===== DATASET =====
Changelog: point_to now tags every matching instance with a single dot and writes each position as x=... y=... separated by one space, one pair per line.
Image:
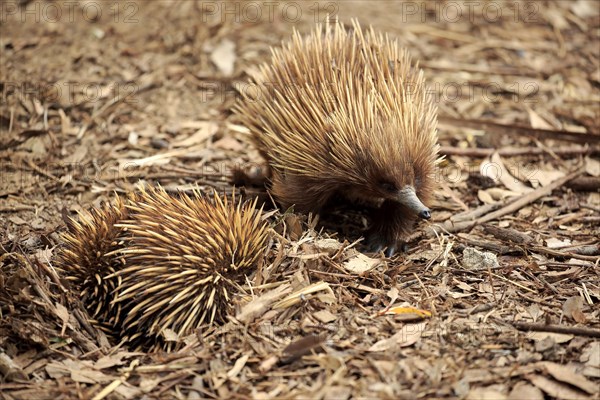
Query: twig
x=585 y=184
x=507 y=234
x=511 y=152
x=527 y=326
x=520 y=130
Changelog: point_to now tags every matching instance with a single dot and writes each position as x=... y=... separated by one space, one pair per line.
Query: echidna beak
x=408 y=197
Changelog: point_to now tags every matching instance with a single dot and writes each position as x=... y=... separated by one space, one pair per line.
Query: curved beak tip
x=425 y=214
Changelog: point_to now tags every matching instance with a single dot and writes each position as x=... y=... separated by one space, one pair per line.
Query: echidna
x=83 y=261
x=185 y=257
x=342 y=112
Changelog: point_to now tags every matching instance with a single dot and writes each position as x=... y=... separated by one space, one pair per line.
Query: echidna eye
x=388 y=187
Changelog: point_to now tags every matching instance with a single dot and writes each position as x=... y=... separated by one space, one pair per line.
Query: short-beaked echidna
x=185 y=257
x=342 y=112
x=82 y=258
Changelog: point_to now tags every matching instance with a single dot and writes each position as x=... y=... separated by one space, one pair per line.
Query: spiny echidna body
x=342 y=112
x=184 y=258
x=82 y=258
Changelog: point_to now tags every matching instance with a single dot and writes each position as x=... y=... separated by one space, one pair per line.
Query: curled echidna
x=185 y=257
x=154 y=267
x=342 y=112
x=82 y=258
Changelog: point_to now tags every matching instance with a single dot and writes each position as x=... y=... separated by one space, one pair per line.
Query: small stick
x=512 y=152
x=520 y=130
x=527 y=326
x=513 y=206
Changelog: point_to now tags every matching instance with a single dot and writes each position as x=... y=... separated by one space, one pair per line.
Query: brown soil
x=99 y=97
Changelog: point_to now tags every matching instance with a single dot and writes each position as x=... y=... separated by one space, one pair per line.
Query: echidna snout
x=408 y=197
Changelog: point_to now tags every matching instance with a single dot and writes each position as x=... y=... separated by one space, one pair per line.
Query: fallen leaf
x=523 y=390
x=324 y=316
x=556 y=337
x=556 y=389
x=360 y=264
x=237 y=367
x=485 y=394
x=568 y=375
x=408 y=335
x=223 y=56
x=573 y=308
x=408 y=310
x=205 y=130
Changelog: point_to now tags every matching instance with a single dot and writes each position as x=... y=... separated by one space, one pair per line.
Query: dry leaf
x=485 y=394
x=237 y=367
x=408 y=335
x=223 y=56
x=361 y=263
x=573 y=308
x=523 y=390
x=324 y=316
x=556 y=389
x=205 y=131
x=568 y=375
x=411 y=311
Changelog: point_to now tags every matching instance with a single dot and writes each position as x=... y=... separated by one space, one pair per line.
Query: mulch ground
x=496 y=297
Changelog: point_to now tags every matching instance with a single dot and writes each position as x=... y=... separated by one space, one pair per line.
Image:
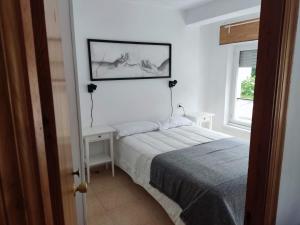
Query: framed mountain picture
x=123 y=60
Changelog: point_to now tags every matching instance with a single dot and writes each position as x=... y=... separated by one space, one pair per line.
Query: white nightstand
x=203 y=119
x=96 y=134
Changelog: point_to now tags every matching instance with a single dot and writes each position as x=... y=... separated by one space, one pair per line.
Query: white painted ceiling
x=178 y=4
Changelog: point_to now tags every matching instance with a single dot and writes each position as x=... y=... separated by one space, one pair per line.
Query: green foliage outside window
x=247 y=86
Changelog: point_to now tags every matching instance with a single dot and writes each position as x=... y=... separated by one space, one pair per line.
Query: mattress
x=134 y=155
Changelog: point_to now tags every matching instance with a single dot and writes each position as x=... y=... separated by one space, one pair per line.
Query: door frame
x=275 y=56
x=278 y=26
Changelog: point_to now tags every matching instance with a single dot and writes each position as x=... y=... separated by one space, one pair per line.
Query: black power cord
x=172 y=108
x=91 y=89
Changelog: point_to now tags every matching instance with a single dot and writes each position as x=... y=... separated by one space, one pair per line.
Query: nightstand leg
x=112 y=155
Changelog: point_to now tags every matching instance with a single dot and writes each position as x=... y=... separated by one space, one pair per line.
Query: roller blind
x=248 y=58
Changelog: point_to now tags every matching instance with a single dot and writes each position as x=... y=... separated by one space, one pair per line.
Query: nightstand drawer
x=99 y=137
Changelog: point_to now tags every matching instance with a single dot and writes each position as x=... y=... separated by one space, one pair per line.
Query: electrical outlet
x=179 y=105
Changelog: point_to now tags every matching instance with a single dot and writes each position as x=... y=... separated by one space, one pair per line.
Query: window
x=242 y=85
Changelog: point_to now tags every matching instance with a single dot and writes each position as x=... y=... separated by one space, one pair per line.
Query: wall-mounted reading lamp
x=172 y=83
x=91 y=88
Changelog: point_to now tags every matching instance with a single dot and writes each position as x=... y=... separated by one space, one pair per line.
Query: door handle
x=77 y=173
x=81 y=188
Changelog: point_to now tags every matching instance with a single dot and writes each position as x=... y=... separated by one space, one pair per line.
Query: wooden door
x=36 y=181
x=55 y=108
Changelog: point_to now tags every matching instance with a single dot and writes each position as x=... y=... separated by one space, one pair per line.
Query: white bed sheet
x=134 y=155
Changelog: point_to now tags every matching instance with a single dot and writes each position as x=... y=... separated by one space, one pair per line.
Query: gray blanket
x=208 y=181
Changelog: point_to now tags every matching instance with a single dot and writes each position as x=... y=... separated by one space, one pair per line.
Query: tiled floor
x=118 y=201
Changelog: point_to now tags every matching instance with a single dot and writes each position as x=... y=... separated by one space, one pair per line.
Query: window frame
x=237 y=48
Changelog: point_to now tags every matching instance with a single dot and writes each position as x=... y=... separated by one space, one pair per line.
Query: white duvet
x=134 y=155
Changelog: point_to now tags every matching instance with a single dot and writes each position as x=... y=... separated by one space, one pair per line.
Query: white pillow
x=126 y=129
x=173 y=122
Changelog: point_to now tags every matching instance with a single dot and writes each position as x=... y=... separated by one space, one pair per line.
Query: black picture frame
x=92 y=78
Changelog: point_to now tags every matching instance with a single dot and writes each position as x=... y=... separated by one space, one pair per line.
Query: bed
x=134 y=155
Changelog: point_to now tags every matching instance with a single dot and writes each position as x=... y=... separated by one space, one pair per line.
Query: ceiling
x=178 y=4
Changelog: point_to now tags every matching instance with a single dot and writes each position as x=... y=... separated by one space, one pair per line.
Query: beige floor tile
x=100 y=220
x=132 y=213
x=118 y=201
x=117 y=197
x=104 y=181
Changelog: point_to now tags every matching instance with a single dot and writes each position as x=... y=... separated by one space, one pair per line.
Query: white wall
x=66 y=34
x=215 y=69
x=289 y=195
x=119 y=101
x=216 y=11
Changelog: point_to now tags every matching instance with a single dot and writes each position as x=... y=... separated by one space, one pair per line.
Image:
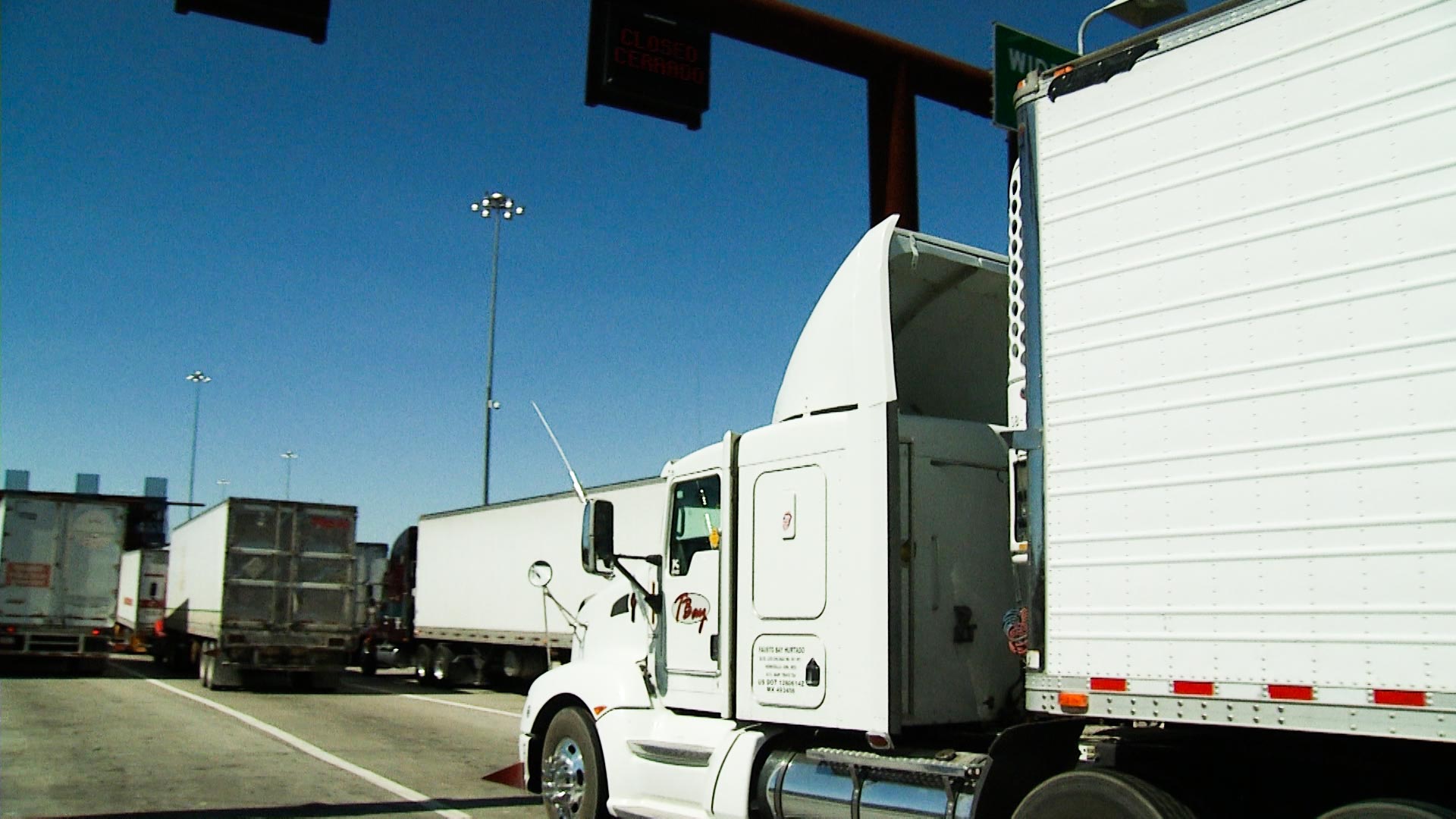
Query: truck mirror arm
x=571 y=618
x=653 y=601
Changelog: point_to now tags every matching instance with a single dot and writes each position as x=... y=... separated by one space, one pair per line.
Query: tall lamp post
x=199 y=378
x=1138 y=14
x=287 y=474
x=507 y=209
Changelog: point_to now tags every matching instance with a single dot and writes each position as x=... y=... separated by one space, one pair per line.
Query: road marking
x=313 y=751
x=513 y=714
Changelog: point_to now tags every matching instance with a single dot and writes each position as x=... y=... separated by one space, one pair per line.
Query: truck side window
x=696 y=522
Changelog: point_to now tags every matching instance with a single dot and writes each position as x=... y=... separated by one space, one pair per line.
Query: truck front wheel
x=574 y=779
x=1100 y=795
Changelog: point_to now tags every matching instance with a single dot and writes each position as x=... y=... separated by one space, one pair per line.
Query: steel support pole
x=191 y=472
x=490 y=365
x=893 y=175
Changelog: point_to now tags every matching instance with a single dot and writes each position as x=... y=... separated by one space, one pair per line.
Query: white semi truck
x=60 y=556
x=1212 y=570
x=142 y=598
x=262 y=586
x=475 y=617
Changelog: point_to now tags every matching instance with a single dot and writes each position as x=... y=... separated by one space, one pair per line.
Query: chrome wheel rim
x=564 y=779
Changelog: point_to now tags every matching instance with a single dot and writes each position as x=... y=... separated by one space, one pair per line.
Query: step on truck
x=476 y=620
x=261 y=586
x=1149 y=519
x=60 y=558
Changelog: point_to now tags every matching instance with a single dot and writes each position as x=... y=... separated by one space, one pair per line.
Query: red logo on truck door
x=691 y=608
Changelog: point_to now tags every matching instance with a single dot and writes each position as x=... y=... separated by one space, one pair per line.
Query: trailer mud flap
x=1021 y=758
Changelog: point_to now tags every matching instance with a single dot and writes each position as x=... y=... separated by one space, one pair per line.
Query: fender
x=599 y=687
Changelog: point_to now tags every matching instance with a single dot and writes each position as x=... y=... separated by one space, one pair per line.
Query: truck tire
x=1100 y=795
x=574 y=777
x=1389 y=809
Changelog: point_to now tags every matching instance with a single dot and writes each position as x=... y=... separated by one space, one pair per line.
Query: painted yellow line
x=313 y=751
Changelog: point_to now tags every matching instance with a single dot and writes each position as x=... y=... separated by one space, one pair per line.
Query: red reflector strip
x=1292 y=691
x=1386 y=697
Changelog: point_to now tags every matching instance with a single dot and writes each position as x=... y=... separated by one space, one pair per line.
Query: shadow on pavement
x=319 y=809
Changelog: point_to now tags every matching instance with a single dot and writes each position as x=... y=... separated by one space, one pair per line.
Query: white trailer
x=140 y=596
x=262 y=585
x=476 y=617
x=60 y=556
x=1229 y=512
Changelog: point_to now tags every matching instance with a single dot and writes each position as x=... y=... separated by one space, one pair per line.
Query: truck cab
x=842 y=569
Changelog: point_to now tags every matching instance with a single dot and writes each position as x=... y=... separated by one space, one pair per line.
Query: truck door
x=695 y=618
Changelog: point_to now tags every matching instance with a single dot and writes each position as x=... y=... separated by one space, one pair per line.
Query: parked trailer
x=1229 y=512
x=61 y=556
x=476 y=617
x=140 y=599
x=262 y=586
x=370 y=564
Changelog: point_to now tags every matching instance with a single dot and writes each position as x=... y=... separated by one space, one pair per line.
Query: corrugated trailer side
x=1248 y=372
x=471 y=589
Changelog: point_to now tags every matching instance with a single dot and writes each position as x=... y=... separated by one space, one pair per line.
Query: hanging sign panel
x=644 y=60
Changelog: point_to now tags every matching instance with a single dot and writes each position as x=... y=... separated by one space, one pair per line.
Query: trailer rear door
x=61 y=561
x=290 y=566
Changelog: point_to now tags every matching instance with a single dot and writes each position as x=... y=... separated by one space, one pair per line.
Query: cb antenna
x=576 y=484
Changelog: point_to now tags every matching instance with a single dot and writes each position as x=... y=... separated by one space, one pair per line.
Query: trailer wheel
x=1389 y=809
x=574 y=777
x=1100 y=795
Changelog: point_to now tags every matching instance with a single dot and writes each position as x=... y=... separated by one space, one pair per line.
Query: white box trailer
x=1241 y=318
x=60 y=556
x=262 y=585
x=476 y=615
x=1231 y=506
x=142 y=596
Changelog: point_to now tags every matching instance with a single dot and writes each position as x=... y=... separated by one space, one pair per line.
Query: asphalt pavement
x=142 y=741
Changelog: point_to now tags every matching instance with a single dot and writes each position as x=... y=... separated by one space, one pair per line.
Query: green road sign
x=1017 y=55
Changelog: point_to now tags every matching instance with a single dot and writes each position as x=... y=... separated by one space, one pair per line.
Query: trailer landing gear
x=1100 y=795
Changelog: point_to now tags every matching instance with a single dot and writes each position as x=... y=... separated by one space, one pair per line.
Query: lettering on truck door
x=691 y=582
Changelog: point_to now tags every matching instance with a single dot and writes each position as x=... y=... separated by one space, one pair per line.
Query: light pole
x=507 y=207
x=1138 y=14
x=287 y=475
x=199 y=378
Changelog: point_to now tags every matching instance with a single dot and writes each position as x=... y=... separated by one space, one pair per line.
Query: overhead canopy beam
x=894 y=71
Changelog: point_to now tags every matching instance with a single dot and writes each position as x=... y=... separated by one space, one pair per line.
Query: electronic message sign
x=648 y=60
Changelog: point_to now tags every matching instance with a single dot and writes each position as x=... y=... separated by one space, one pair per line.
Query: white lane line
x=313 y=751
x=513 y=714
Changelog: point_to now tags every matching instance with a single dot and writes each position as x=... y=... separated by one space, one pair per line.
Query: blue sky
x=185 y=193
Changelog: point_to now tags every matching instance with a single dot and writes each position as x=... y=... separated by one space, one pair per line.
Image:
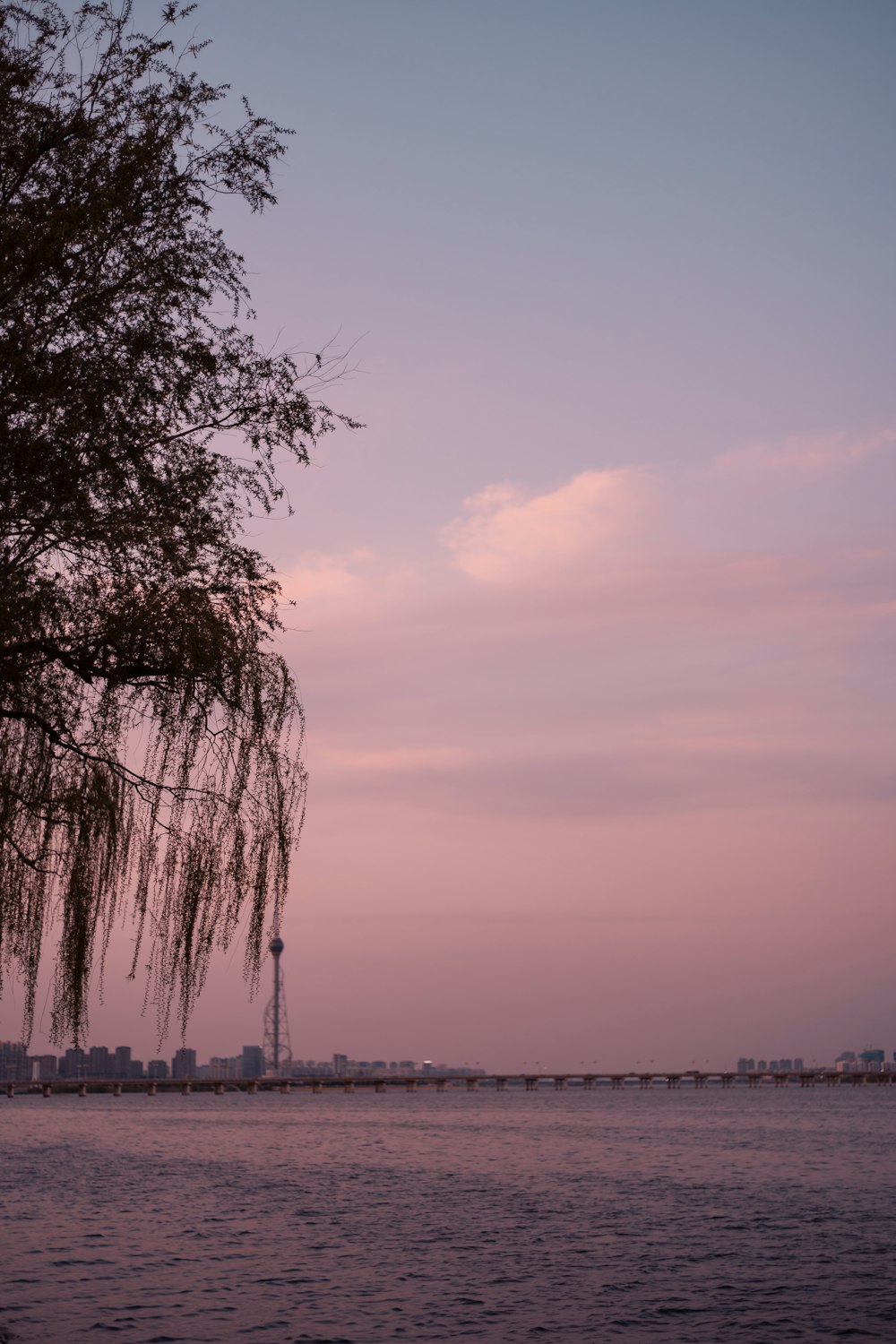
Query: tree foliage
x=150 y=733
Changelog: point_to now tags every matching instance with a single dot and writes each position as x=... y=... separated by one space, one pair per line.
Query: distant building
x=13 y=1061
x=45 y=1067
x=253 y=1062
x=73 y=1064
x=185 y=1064
x=225 y=1066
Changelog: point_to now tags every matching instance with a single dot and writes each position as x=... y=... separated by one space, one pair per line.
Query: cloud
x=505 y=535
x=338 y=590
x=394 y=760
x=820 y=456
x=594 y=784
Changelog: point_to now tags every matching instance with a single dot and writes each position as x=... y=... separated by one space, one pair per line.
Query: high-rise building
x=73 y=1064
x=13 y=1061
x=45 y=1067
x=253 y=1062
x=185 y=1064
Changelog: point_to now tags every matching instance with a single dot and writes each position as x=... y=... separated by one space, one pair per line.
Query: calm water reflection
x=360 y=1218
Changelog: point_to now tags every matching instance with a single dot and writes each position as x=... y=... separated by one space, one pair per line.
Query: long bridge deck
x=443 y=1082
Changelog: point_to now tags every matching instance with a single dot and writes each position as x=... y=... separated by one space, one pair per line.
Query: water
x=512 y=1218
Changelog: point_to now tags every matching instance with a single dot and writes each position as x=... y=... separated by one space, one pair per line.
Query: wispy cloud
x=821 y=454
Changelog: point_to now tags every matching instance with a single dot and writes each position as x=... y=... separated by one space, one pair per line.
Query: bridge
x=528 y=1082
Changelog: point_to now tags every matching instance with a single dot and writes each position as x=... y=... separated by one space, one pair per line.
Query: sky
x=594 y=620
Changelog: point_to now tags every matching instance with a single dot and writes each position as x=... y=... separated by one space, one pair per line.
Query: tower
x=279 y=1055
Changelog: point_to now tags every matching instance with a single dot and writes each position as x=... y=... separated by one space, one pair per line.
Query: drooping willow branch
x=150 y=734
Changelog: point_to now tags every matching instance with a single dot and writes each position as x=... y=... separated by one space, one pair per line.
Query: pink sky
x=594 y=623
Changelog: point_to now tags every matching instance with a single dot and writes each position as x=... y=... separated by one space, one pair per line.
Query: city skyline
x=594 y=618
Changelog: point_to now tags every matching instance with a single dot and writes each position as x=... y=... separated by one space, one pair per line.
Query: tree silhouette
x=150 y=736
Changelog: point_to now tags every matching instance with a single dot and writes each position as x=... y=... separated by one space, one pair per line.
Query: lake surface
x=713 y=1215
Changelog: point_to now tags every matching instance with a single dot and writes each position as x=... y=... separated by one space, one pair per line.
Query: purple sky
x=595 y=618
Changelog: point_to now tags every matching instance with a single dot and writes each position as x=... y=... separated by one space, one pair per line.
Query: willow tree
x=150 y=733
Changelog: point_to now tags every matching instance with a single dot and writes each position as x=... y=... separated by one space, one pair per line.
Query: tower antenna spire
x=279 y=1054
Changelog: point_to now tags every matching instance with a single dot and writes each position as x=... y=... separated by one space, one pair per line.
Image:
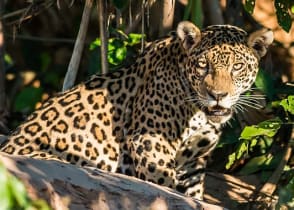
=====
**SET EXERCISE**
Find each line above that contains the string "wheel", and copy every one of those lines in full. Only an exact match in upper and lower case counts.

**RESPONSE**
Query: truck front wheel
Query: chrome wheel rim
Query: trailer wheel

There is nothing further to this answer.